_Records supplied_.
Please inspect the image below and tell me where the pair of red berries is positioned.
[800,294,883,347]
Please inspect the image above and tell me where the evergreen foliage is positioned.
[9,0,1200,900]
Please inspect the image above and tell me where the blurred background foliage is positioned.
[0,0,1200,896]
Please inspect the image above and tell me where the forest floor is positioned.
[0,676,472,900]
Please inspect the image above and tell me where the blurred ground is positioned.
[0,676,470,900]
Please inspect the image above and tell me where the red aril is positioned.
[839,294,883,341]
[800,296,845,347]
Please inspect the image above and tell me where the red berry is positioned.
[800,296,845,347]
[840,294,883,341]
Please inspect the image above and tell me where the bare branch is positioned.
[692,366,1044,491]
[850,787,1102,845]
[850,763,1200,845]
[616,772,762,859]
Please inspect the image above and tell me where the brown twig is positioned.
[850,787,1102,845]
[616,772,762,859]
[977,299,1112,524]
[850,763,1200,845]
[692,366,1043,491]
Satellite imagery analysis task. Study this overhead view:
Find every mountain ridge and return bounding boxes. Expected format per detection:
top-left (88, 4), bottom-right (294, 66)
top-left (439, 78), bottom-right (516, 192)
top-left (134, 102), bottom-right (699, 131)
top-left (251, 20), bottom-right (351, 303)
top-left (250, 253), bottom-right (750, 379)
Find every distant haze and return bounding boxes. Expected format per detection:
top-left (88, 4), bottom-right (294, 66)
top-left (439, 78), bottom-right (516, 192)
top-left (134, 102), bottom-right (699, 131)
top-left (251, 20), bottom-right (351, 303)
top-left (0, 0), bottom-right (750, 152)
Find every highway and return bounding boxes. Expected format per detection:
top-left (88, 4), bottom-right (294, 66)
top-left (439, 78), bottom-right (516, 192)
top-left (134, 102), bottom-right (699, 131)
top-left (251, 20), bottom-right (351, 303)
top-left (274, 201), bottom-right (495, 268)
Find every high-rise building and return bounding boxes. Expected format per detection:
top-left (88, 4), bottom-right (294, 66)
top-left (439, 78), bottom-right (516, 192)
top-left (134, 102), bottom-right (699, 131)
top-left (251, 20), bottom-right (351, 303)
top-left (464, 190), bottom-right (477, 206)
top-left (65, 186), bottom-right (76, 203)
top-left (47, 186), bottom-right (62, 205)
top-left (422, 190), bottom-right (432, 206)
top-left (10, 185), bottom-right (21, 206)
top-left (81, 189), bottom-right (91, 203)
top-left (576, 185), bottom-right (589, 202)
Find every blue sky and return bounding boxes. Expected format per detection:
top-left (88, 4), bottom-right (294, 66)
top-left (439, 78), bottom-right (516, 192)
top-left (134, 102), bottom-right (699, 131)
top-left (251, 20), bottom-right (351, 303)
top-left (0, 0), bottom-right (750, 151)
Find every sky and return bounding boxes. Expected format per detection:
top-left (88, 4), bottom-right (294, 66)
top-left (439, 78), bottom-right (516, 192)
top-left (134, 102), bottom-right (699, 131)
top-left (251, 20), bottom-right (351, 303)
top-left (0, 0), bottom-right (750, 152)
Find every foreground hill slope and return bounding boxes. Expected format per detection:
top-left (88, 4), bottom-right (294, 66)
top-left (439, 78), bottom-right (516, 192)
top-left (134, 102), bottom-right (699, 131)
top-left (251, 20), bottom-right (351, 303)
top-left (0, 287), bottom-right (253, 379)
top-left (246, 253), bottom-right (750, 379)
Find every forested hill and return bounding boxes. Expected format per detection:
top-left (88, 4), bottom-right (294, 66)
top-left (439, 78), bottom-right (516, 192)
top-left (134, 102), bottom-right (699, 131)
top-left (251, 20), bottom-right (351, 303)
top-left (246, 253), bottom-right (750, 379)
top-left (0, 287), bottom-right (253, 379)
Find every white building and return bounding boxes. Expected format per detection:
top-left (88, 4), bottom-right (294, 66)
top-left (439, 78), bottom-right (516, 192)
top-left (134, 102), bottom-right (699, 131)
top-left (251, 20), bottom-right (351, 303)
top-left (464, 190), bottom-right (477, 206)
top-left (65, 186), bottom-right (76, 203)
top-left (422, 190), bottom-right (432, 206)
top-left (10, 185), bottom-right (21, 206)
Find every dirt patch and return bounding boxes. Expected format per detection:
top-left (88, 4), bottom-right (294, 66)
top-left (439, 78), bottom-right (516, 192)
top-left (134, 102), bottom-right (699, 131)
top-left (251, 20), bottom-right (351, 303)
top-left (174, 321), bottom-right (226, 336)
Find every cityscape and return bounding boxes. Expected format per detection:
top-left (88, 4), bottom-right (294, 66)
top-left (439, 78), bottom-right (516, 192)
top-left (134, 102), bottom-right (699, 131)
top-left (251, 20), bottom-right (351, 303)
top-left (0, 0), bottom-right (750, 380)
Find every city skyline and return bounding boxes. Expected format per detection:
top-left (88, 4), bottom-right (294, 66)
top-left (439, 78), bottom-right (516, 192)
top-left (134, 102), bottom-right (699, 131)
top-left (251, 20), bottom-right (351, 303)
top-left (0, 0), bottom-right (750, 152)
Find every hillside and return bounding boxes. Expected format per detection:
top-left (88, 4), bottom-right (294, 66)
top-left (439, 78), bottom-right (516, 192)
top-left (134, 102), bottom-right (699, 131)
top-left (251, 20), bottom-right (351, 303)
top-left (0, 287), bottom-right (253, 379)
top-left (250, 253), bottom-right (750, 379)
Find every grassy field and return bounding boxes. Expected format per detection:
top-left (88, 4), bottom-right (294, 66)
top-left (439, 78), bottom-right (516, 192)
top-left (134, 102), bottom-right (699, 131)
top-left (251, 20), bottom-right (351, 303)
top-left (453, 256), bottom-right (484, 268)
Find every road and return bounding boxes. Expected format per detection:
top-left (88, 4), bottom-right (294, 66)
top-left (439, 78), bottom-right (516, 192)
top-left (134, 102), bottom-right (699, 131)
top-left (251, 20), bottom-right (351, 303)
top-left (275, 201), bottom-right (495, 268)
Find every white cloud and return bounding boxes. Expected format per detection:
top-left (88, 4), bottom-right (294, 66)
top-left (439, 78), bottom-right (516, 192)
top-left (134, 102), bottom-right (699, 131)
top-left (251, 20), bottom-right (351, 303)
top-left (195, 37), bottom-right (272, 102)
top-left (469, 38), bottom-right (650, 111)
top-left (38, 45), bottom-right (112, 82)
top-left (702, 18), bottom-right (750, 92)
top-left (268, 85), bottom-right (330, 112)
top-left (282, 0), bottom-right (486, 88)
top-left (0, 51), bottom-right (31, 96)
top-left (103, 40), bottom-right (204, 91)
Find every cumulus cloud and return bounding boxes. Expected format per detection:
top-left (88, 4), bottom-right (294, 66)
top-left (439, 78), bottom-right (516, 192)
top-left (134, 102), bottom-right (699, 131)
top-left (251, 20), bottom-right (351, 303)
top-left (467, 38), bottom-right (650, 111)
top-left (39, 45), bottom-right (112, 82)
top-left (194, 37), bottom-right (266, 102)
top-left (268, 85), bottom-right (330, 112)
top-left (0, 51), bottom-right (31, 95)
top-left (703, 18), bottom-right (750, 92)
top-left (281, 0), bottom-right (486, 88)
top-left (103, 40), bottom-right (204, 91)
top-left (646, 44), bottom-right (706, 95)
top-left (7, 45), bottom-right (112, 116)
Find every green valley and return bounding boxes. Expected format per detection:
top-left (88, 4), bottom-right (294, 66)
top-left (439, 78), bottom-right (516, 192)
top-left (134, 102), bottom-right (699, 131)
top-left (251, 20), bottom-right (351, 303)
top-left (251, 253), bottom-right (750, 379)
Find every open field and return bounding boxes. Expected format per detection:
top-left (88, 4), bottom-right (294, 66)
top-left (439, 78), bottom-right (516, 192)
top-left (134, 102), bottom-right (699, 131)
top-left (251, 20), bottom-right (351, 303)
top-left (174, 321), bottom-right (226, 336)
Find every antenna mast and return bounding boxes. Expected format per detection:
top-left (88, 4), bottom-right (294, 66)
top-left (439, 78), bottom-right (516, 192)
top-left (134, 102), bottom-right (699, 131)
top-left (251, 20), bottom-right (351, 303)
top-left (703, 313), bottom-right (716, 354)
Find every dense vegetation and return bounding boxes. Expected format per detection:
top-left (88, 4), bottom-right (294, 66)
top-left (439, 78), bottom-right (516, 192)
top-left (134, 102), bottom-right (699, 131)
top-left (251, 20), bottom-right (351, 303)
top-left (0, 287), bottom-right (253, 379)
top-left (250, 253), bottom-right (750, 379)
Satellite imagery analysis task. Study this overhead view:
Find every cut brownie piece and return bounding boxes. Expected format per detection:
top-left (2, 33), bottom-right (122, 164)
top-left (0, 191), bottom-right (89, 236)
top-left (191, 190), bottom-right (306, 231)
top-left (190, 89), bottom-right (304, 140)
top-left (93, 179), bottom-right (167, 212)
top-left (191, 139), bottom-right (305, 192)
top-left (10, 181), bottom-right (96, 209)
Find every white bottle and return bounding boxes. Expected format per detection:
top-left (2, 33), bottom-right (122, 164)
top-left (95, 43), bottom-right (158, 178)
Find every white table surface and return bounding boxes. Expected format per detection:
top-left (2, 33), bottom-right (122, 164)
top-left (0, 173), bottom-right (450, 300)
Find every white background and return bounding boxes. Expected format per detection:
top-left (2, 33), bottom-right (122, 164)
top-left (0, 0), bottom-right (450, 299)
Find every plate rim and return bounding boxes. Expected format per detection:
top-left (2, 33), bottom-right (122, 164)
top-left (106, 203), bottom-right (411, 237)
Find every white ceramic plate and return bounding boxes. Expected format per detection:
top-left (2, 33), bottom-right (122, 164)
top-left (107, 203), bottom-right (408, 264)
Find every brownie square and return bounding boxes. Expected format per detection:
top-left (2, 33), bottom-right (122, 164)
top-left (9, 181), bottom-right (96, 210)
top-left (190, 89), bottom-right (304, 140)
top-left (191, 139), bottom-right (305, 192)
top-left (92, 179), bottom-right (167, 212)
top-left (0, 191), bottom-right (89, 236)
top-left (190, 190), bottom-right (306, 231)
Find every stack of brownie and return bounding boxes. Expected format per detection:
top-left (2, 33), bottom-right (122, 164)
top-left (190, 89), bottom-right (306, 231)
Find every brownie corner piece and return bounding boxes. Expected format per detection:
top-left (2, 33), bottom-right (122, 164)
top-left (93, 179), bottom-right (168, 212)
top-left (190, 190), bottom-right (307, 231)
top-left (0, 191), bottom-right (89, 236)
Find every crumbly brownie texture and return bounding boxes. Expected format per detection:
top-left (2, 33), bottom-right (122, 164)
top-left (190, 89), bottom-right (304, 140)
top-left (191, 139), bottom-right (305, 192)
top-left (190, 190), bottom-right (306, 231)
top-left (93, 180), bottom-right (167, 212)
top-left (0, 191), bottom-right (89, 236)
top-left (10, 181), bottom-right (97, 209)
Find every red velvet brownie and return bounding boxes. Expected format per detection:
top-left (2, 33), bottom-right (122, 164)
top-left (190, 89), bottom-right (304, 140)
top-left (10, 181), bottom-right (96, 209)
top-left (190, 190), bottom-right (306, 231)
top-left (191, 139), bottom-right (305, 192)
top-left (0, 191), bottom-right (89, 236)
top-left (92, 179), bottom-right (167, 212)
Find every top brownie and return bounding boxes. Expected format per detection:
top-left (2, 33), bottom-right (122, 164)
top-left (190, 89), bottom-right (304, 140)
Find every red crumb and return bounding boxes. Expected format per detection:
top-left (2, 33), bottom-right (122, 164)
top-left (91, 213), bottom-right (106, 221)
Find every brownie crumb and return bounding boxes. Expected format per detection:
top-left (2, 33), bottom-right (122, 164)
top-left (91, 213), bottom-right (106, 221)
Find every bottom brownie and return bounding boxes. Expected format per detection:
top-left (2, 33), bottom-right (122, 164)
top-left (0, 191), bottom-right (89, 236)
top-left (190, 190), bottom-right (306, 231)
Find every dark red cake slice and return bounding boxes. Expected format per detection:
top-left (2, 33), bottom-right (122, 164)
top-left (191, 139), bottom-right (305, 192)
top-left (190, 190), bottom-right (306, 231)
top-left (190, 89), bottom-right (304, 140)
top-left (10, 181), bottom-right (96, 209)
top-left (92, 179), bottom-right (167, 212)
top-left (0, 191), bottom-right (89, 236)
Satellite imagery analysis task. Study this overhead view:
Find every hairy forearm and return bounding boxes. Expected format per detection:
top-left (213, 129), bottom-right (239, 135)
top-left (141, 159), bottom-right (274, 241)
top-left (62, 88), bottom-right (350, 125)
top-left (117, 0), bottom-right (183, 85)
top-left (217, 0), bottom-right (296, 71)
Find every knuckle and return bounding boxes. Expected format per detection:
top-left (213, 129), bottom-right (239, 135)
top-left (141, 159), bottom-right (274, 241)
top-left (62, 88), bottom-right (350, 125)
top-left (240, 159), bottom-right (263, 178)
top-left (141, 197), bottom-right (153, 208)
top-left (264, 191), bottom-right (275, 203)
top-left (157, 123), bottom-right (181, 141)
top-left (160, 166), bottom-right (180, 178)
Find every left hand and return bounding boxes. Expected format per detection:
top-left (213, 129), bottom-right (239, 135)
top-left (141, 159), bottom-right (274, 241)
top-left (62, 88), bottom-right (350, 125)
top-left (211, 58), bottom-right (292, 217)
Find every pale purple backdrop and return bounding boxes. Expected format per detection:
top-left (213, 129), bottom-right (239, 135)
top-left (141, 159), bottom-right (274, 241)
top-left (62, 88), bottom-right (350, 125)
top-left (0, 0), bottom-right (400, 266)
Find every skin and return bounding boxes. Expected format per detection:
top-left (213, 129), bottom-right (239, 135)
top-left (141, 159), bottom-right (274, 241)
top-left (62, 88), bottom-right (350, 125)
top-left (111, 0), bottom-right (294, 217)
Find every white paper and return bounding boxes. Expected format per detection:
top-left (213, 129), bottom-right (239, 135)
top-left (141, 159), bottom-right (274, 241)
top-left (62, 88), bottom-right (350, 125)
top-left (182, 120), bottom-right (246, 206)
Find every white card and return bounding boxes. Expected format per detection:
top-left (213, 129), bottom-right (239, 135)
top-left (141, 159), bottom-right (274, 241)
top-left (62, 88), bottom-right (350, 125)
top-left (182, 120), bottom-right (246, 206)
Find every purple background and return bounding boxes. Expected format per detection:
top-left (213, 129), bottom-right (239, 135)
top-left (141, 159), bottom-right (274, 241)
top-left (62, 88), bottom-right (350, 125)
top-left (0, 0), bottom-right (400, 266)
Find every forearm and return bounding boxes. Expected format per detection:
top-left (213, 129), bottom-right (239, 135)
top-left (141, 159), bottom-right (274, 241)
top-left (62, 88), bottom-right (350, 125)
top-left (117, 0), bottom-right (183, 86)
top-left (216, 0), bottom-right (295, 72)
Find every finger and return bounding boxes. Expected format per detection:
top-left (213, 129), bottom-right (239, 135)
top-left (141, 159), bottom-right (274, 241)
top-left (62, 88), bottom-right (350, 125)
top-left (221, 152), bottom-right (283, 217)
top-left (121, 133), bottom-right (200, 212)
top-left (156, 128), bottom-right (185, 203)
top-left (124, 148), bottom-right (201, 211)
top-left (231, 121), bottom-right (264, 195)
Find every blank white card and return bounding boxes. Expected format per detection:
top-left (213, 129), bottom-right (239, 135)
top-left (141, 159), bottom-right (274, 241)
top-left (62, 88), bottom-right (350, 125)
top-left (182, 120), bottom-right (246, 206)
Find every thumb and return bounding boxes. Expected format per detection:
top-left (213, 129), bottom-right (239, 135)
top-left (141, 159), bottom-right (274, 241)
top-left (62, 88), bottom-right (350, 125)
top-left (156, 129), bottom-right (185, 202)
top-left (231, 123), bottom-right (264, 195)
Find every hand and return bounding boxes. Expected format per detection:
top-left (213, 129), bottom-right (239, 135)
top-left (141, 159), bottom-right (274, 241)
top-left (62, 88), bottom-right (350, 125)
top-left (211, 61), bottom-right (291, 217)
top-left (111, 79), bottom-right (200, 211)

_Short task_.
Rewrite the rows from the first line through the line containing "[840,294,883,341]", changing "blurred" to "out-of-focus" and keeping everything else the same.

_Answer in full_.
Please inspect the image below and tell me where the pair of red berries is positioned.
[800,294,883,347]
Please inspect the image above and tell me where the evergreen foliage is positioned.
[9,0,1200,900]
Please inspect the image above and tell me where the out-of-focus background foliage is positioned.
[0,0,1200,896]
Please inspect the image above and tell me where the forest floor is positioned.
[0,676,472,900]
Please inspect the image above and tell me where the out-of-focus ground is positioned.
[0,676,470,900]
Please inspect the image above and tell me where the red aril is positioned.
[839,294,883,341]
[800,296,845,347]
Please inspect the image above and tell me where the red berry is positioned.
[800,296,845,347]
[840,294,883,341]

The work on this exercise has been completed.